## EXPLORE THE MATERIAL
**1.** According to the court excerpt, why is it immaterial that a child injured under the conditions of Restatement, Torts, § 339, was a trespasser?
**2.** Answer these questions from the court excerpt:
(a) Which Restatement section sets the conditions for liability in cases of this kind?
(b) How old was Joel when he tripped and fell into the ash pile?
(c) What did Gerald Doren specifically deny?
**3.** Translate this sentence from the court excerpt into Spanish: "The rule is well established that a parent is required to exercise that degree of care for a child which a reasonably prudent person would exercise under the same conditions."

** Opening EXCERPTED PASSAGE block **

Under the conditions set forth in Restatement, Torts, § 339, upon which liability attaches in cases of this kind, it is immaterial that the child involved was a trespasser. As stated in Gimmestad v. Rose Brothers Co. Inc. 194 Minn. 531, 537, 261 N.W. 194, 196:
"* * * They [the children] are trespassers, but, because of their tender years and the consequent lack of perception and responsibility, liabilty results notwithstanding the trespass."
6. Defendants assert that the instrumentality in itself was not the cause of Joel's injuries and that, in fact, it is undisputed that the accident occurred when he slipped or stumbled when running past the pile and, hence, the maintenance of the pile was not the proximate cause of the accident.
"We find no merit in defendant's contention that its negligence was not a proximate cause of the accident. Whether plaintiff's decedent fell into the water because he slipped as a result of the wet and muddy condition of the wall or merely because he lost his balance in attempting to reach a floating object is immaterial. In either event, the proximate cause was the negligence of the city in not properly safeguarding a narrow and precipitous causeway, frequented by children, where any unwary child might lose his balance and plunge into water of a dangerous depth."
7. Defendants contend that the trial court erred in failing to instruct the jury that it should determine whether Joel Doren was guilty of contributory negligence. If the conditions imposed by Restatement, Torts, § 339, are established, it is obvious that the contributory negligence of a child involved in an accident would rarely constitute the proximate cause thereof. In any event there is nothing in the record here upon which a finding of contributory negligence could be based. Certainly the fact that Joel, only six years of age, in running past the ash pile tripped and fell into it would not make a fact issue on the question.
8. The rule is well established that a parent is required to exercise that degree of care for a child which a reasonably prudent person would exercise under the same conditions. Mattson v. Minnesota North Wisconsin R. Co. 98 Minn. 296, 108 N.W. 517. There is no evidence here which would support a finding that Joel's parents had failed to exercise such care. Mrs. Doren testified that she did not know her children played on the hospital grounds, although she was aware that some children played baseball on one corner thereof, and that she did not know what was within the enclosed area. Gerald Doren specifically denied that he was aware that Joel had ever wandered over to the hospital grounds or was accustomed to playing there.

** Closing EXCERPTED PASSAGE block **
** Opening EXCERPTED DATA block **

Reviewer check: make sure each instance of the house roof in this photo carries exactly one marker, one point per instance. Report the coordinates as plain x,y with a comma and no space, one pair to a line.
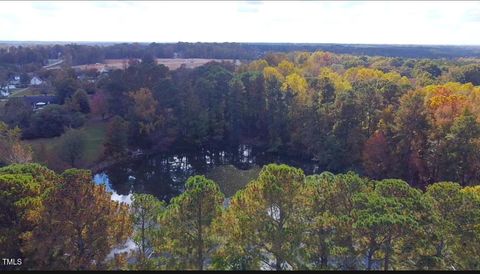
40,98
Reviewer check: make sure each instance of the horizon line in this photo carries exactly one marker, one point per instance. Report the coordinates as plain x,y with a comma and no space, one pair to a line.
227,42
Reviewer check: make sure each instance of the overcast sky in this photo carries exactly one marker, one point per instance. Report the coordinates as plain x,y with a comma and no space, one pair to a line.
374,22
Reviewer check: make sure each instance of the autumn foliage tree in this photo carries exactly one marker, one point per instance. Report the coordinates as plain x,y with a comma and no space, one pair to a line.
79,226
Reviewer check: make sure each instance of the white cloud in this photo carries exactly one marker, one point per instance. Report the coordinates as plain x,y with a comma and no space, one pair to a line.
245,21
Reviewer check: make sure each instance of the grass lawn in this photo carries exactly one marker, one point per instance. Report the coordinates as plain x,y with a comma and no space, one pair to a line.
95,133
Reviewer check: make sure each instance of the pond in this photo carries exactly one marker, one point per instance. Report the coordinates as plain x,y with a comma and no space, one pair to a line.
163,175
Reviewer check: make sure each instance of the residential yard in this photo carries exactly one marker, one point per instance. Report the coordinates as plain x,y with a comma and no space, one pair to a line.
46,149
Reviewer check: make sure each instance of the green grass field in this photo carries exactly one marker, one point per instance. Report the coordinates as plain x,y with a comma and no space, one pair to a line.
95,133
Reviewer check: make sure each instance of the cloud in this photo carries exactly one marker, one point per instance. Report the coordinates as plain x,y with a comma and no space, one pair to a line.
247,21
249,6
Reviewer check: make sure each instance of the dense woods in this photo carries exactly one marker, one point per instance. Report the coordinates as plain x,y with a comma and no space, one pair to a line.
281,220
396,140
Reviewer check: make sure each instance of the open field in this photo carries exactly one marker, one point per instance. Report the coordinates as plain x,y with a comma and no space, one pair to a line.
95,133
171,63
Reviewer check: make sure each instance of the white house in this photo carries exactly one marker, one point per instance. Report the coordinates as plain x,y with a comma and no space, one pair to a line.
36,81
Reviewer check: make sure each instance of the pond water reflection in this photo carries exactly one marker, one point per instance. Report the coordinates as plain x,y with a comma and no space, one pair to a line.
163,175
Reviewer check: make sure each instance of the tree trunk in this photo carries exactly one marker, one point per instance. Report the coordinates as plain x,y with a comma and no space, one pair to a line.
388,250
371,251
200,238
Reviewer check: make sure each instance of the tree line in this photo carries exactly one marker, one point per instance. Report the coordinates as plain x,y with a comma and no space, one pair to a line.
382,117
282,220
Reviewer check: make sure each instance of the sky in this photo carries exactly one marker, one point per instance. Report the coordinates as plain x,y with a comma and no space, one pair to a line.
354,22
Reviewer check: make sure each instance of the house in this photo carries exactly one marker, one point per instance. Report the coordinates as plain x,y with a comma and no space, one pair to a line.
15,80
4,92
38,102
36,81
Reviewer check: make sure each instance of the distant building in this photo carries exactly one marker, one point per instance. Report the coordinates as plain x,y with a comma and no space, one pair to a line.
4,92
36,81
38,102
15,80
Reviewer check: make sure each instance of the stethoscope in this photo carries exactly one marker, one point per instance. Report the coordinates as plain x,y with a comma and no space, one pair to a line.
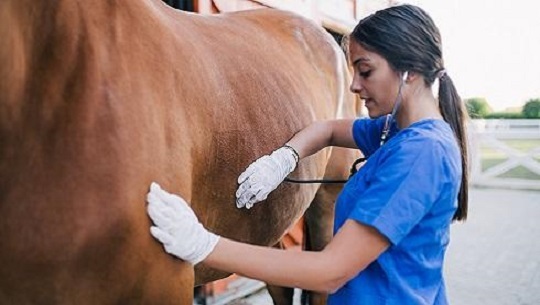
384,136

** Closing EXCERPTED DATA block **

## ANSWER LIST
**1.** The quoted Gimmestad decision says that children are trespassers, but liability results notwithstanding the trespass. This is because of their tender years and the consequent lack of perception and responsibility.

**2.**
(a) Restatement, Torts, § 339.
(b) Six years old.
(c) He denied that he was aware Joel had ever wandered over to the hospital grounds or was accustomed to playing there.

**3.** Está bien establecida la regla de que un progenitor debe ejercer, respecto de un hijo, el grado de cuidado que ejercería una persona razonablemente prudente en las mismas condiciones.